[antlr-interest] simple query language EBNF

Pieter Breed antlr.org at pb.co.za
Wed Jan 2 00:49:13 PST 2008


Hi Harald,

Thank you very much for your post; to answer your questions: No, I have
never designed languages before, but I've had to write a few recursive
descent compilers from given EBNF definitions, but that's it. I find it very
hard going for a for-interest-only project, I am thinking of dropping this
for now and looking at this again in a few weeks.

I looked at your suggestions, and came up with the following:

queryLine
    :    fromSpec ;

fromSpec
    : FROM SPECTEXT
    ;

SPECTEXT
    :    (~NL)+ NL
    ;

NL
    : '\r'? '\n'
    ;

WS
    :    (' '|'\t')+ {$channel=HIDDEN;}
    ;

(I left out a few dead ends so the line numbers below won't make sense...)

This seems to hang ANTLRWorks (1.1.5); the interpreting dialog doesn't go
away... there are a few errors on the console though. This is what they say:

[10:48:10] error(100): WorkLogQL.g:0:0: syntax error: buildnfa: <AST>:40:4:
unexpected AST node: ?
[10:48:10] error(100): WorkLogQL.g:0:0: syntax error: buildnfa: <AST>:40:10:
expecting EOA, found ''\n''
[10:48:10] warning(200): WorkLogQL.g:36:8: Decision can match input such as
"'\r'" using multiple alternatives: 1, 2
As a result, alternative(s) 2 were disabled for that input
[10:48:10] warning(200): WorkLogQL.g:36:8: Decision can match input such as
"'\n'" using multiple alternatives: 1, 2
As a result, alternative(s) 2 were disabled for that input
[10:48:10] warning(201): WorkLogQL.g:36:8: The following alternatives are
unreachable: 2

[10:48:10] warning(208): WorkLogQL.g:39:1: The following token definitions
are unreachable: NL
[10:48:10] Interpreting...
[10:48:10] error(100): WorkLogQL.g:0:0: syntax error: buildnfa: <AST>:40:4:
unexpected AST node: ?

_The tasks_
• 1. Reproduce the passage of the ANTLR forum post between "Pieter Breed antlr.org" and "a few weeks.", inclusive.
• 2. Carry on the forum post about the ANTLR query grammar from its last line.

_Data_
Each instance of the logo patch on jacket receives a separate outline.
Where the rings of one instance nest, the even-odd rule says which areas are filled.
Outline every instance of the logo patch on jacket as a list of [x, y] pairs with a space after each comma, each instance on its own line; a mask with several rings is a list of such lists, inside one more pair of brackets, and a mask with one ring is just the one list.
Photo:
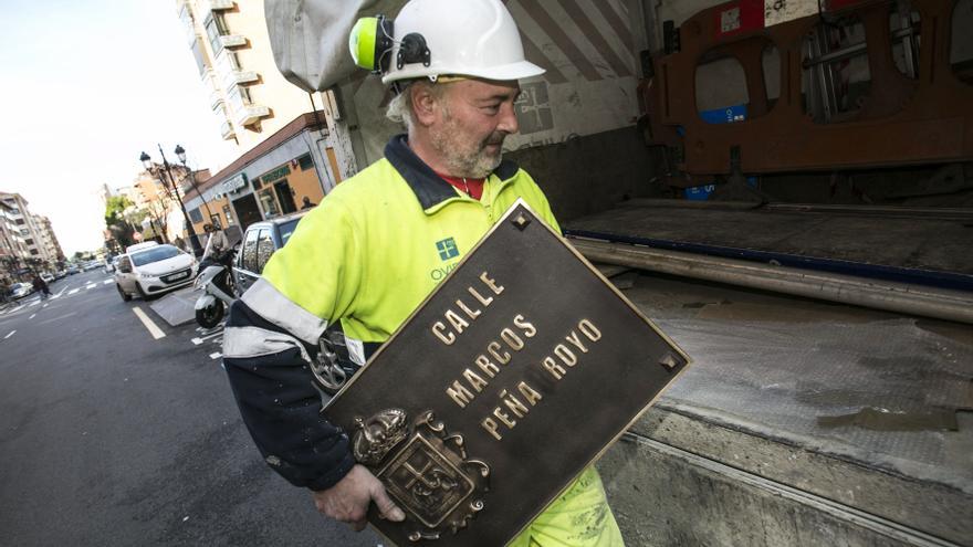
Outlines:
---
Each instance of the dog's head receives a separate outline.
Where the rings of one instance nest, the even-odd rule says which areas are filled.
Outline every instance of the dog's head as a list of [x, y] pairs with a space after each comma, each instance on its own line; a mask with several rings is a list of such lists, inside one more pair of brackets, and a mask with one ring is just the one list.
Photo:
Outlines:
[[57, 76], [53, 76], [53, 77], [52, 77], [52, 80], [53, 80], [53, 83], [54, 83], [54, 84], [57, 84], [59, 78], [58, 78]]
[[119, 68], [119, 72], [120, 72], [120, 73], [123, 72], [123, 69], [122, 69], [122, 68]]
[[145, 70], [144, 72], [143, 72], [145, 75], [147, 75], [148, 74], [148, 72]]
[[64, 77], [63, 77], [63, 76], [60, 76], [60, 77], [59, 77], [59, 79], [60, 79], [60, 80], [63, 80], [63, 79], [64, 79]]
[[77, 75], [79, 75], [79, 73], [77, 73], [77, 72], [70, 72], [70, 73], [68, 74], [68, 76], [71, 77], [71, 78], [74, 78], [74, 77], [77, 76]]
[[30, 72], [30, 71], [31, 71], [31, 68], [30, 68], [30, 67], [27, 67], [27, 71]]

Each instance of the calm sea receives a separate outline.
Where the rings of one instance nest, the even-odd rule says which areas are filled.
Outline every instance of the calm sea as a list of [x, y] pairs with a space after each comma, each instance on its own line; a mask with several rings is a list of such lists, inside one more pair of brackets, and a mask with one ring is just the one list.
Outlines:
...
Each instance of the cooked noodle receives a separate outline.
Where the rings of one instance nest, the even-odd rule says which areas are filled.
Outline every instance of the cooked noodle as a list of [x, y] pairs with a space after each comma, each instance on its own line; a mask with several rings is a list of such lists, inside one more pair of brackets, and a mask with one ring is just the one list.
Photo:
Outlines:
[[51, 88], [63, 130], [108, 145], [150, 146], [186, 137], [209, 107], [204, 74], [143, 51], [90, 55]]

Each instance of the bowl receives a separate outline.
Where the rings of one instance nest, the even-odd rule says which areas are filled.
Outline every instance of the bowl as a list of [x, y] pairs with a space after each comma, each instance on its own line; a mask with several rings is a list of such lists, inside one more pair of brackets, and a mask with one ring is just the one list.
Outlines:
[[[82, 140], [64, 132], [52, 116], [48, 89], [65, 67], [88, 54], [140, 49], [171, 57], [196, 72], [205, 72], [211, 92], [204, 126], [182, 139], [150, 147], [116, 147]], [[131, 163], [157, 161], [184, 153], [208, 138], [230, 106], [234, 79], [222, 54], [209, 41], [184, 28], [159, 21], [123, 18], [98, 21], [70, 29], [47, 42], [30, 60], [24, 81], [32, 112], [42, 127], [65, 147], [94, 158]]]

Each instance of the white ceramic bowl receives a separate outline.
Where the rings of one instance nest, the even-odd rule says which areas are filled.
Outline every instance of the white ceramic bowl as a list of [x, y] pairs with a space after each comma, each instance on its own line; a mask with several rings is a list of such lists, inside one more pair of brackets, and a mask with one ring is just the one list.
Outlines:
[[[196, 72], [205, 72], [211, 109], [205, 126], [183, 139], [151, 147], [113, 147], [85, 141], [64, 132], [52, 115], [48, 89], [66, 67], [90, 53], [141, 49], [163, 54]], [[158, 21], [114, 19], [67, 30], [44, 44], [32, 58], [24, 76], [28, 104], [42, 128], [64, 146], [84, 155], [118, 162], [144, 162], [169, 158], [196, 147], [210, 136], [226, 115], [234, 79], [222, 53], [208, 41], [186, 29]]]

_Answers for the tasks_
• 1.
Pieter Breed antlr.org at pb.co.za
Wed Jan 2 00:49:13 PST 2008


Hi Harald,

Thank you very much for your post; to answer your questions: No, I have
never designed languages before, but I've had to write a few recursive
descent compilers from given EBNF definitions, but that's it. I find it very
hard going for a for-interest-only project, I am thinking of dropping this
for now and looking at this again in a few weeks.

• 2.
[10:48:10] error(100): WorkLogQL.g:0:0: syntax error: buildnfa: <AST>:40:10:
expecting EOA, found ''\n''
[10:48:10] warning(200): WorkLogQL.g:36:8: Decision can match input such as
"'\r'" using multiple alternatives: 1, 2
As a result, alternative(s) 2 were disabled for that input
[10:48:10] warning(200): WorkLogQL.g:36:8: Decision can match input such as
"'\n'" using multiple alternatives: 1, 2
As a result, alternative(s) 2 were disabled for that input
[10:48:10] warning(201): WorkLogQL.g:36:8: The following alternatives are
unreachable: 2

[10:48:10] warning(208): WorkLogQL.g:39:1: The following token definitions
are unreachable: NL

So the error messages are pretty clear, but I still don't get them... I
thought I was smarter than this ;)

Regards,
Pieter


On Jan 1, 2008 7:45 PM, Harald M. Müller <harald_m_mueller at gmx.de> wrote:

>  Did you succeed?
> I see at least the following problem with your grammar: WS is to be hidden
> from the parser ...
>
> WS
>     :    (' '|'\t'|'\r'? '\n')+ {$channel=HIDDEN;} ;
> ... but you use it in your rules, e.g.
>
> fromSpec returns [IDateRange result]
>     : FROM WS SPECTEXT
>
> The rule should instead be
>
> fromSpec returns [IDateRange result]
>     : FROM SPECTEXT
>
> For the rest, I would say that you do NOT want "everything behind the
> keyword" - at least that would be a very bad language design (have you done
> language design for a few languages already??).
> A good language should allow the human reader to understand where the
> boundaries between "parsed text" and "non-parsed text" are - therefore you
> would design the language e.g. so that the "raw text" is embedded in some
> delimiters:
>
> from    <LastMonth MultipliedBy 3>
> filter  <WeekDays>
> filter  <Not Holidays>
> set     <EachDay 8-hours>
> with    <Expectations>
> But no! - you'll exclaim at this ... my users can readily find out the
> boundaries by ... what? Maybe it's the newlines? - is the following ok??
>
>  from    LastMonth MultipliedBy 3 filter WeekDays filter Not Holidays
> set EachDay 8-hours with Expectations
>
> If it is not, then you have at least an "end delimiter", and you can
> define a symbol
>     REST_OF_TEXT : ~NL NL ;
> where NL is your definition of an NL character.
>
> It the above one-liner IS ok (i.e. there need not be new-line separations
> between clauses), then you should decree that at least the tokenization of
> those "tails" is clear - so that you do NOT allow e.g.
>
> set     EachDay with 'u'
> with   Expectations
> (even though it looks nice: days with 'u' are tUesday, ThUrsday, satUrday
> and sUnday ;-) ).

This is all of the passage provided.